>> BEGIN Listed records

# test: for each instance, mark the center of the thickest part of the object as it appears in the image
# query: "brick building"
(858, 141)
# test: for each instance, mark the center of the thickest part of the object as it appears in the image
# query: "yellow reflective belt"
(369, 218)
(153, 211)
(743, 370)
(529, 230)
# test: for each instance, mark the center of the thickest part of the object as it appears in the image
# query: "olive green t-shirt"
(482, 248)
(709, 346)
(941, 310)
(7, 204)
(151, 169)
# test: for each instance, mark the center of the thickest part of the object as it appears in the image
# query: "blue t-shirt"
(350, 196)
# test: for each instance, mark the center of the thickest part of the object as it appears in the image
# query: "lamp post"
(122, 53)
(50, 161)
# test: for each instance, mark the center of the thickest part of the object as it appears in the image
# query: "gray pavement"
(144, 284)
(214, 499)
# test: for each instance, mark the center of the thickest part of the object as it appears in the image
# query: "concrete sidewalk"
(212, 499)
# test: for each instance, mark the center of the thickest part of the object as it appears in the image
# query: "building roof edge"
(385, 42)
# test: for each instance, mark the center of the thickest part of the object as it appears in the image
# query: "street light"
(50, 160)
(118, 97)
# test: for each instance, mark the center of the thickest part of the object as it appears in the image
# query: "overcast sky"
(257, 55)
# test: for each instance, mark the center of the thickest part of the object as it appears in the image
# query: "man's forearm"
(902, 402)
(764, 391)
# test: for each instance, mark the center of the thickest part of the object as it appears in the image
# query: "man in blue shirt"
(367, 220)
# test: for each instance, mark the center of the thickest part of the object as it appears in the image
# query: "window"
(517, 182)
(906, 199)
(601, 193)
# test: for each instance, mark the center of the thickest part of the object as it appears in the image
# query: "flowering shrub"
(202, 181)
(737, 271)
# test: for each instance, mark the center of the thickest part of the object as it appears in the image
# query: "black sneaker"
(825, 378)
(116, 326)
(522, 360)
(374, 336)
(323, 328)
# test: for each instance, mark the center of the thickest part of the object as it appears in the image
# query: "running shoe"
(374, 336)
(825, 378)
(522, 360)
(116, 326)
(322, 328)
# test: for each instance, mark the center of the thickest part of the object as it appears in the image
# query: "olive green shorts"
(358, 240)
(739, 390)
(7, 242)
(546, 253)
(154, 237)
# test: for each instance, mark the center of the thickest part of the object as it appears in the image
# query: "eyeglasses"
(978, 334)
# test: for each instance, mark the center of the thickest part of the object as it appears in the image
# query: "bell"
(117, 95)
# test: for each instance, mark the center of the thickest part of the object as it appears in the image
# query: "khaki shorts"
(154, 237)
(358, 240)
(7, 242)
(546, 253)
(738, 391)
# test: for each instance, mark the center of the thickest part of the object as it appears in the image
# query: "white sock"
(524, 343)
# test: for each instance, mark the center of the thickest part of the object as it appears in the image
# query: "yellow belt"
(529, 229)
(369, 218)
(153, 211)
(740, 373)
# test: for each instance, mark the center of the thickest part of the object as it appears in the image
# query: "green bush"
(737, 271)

>> END Listed records

## Directions
Extract every line of the records above that contains the string "shirt".

## Solution to this problem
# query: "olive green t-shirt"
# query: "blue t-shirt"
# query: "man in blue shirt"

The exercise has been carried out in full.